TEXT SHOWN ▸
◆ ◆ ◆ ◆
Scottish Care is calling for an independent review of costs for care home residents and an updated national contract to reflect the range of support offered by providers.
The representative body has set out key priorities for the next government, ahead of the Scottish parliamentary elections next month, in a manifesto.
It argues the National Care Home Contract needs to be updated as it no longer provides stability to the sector. ‘Additional resources are needed to support those living with dementia or advanced neurological conditions,’ it said.
The contract is an agreement between providers and local authorities for the provision of facilities for those who have been assessed as requiring residential care.
It also said homecare commissioning and contracting between authorities and providers had been one sided, creating ‘a sense of mistrust’.
The manifesto covers eight areas, including a human rights and equality-based approach to social care, workforce, financial sustainability, technology and digital choice, and a National Care Service.
In February, an independent review of adult social care chaired by Derek Feeley made 52 recommendations, including a National Care Service and Minister for Social Care to help drive improvements in the way provision is delivered.
‘We are at a standpoint for social care,’ said Scottish Care national director Karen Hedge. ‘The pandemic has highlighted the potential of the sector; the agility of our providers and the dedication and skill of our workforce.
‘This, coupled with the review of adult social care, has changed parameters and expectations of the sector making the forthcoming election a critical opportunity to address the eight areas of focus outlined by Scottish Care in their social care covenant, so that we can get this right for the people of Scotland.
◆ ◆ ◆ ◆
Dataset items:
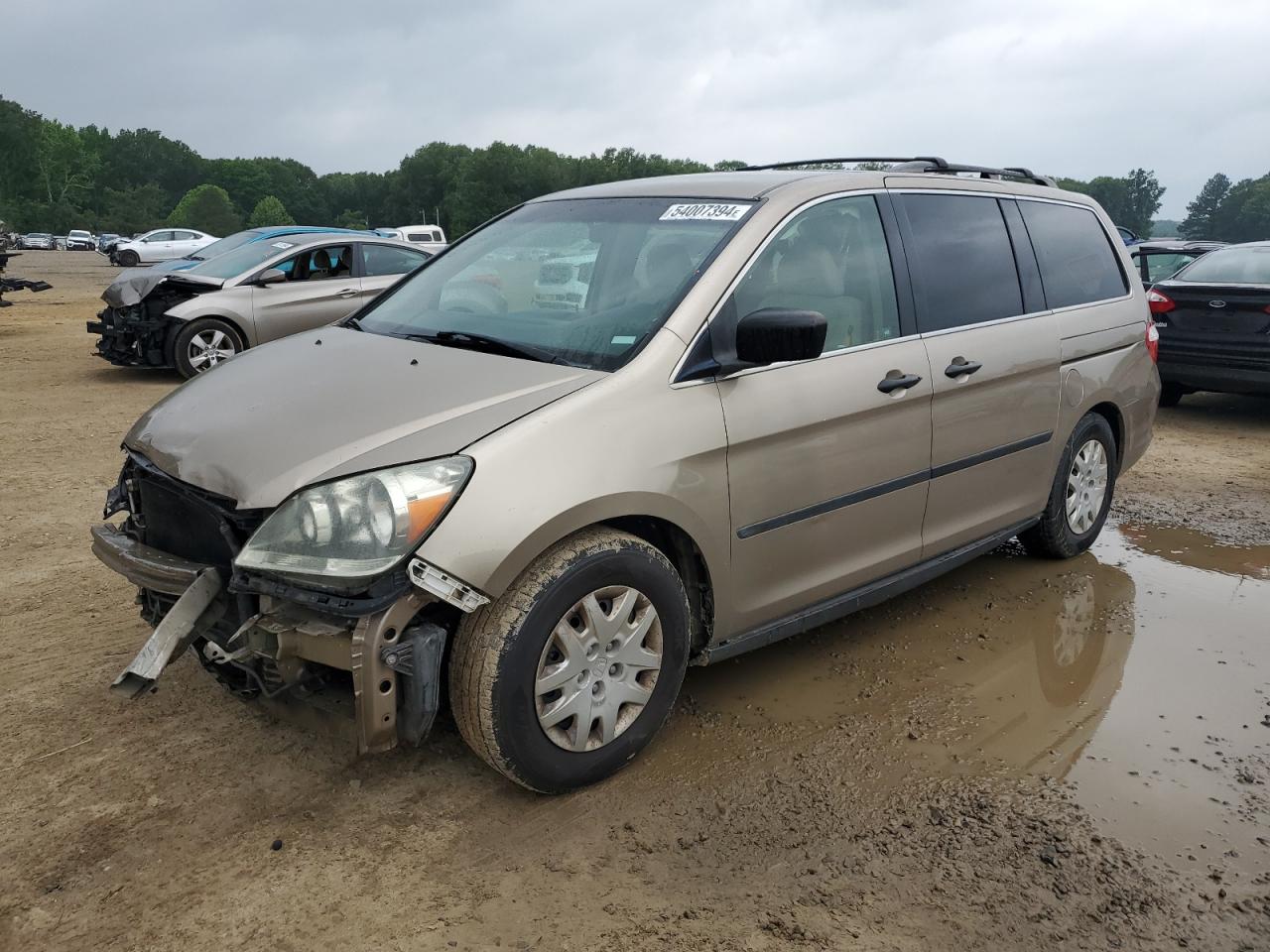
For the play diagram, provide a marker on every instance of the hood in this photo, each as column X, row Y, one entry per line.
column 135, row 284
column 335, row 402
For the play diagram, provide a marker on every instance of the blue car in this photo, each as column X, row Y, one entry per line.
column 245, row 238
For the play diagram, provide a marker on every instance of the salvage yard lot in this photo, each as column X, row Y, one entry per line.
column 1023, row 754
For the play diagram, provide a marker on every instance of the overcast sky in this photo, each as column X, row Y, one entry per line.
column 1070, row 87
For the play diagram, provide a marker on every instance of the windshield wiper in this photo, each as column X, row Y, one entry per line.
column 494, row 345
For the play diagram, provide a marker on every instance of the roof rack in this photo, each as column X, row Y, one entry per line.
column 920, row 163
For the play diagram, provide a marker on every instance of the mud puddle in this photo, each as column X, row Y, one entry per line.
column 1138, row 674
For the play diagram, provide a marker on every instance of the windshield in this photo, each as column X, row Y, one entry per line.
column 1230, row 266
column 244, row 258
column 584, row 281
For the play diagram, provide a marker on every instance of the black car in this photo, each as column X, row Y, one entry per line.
column 1159, row 259
column 1214, row 324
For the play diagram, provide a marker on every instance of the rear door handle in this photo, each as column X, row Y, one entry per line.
column 901, row 381
column 961, row 367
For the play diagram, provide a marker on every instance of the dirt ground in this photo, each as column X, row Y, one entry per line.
column 1019, row 756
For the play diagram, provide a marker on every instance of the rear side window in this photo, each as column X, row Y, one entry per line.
column 962, row 261
column 384, row 259
column 1232, row 266
column 1078, row 264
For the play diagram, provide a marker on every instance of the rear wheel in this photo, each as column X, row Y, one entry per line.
column 570, row 674
column 1171, row 394
column 1080, row 494
column 204, row 343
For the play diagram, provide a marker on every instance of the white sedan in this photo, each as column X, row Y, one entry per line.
column 160, row 245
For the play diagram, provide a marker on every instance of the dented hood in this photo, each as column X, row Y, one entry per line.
column 134, row 285
column 331, row 403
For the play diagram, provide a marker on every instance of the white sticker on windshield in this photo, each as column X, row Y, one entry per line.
column 705, row 212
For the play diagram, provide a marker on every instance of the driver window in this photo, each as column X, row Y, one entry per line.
column 830, row 259
column 318, row 264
◆ ◆ ◆ ◆
Rewrite the text about the Scottish Care manifesto above from "The manifesto covers" to "of our workforce.", replacing "workforce" with "staff" each time it appears.

TASK SOLUTION ▸
The manifesto covers eight areas, including a human rights and equality-based approach to social care, staff, financial sustainability, technology and digital choice, and a National Care Service.
In February, an independent review of adult social care chaired by Derek Feeley made 52 recommendations, including a National Care Service and Minister for Social Care to help drive improvements in the way provision is delivered.
‘We are at a standpoint for social care,’ said Scottish Care national director Karen Hedge. ‘The pandemic has highlighted the potential of the sector; the agility of our providers and the dedication and skill of our staff.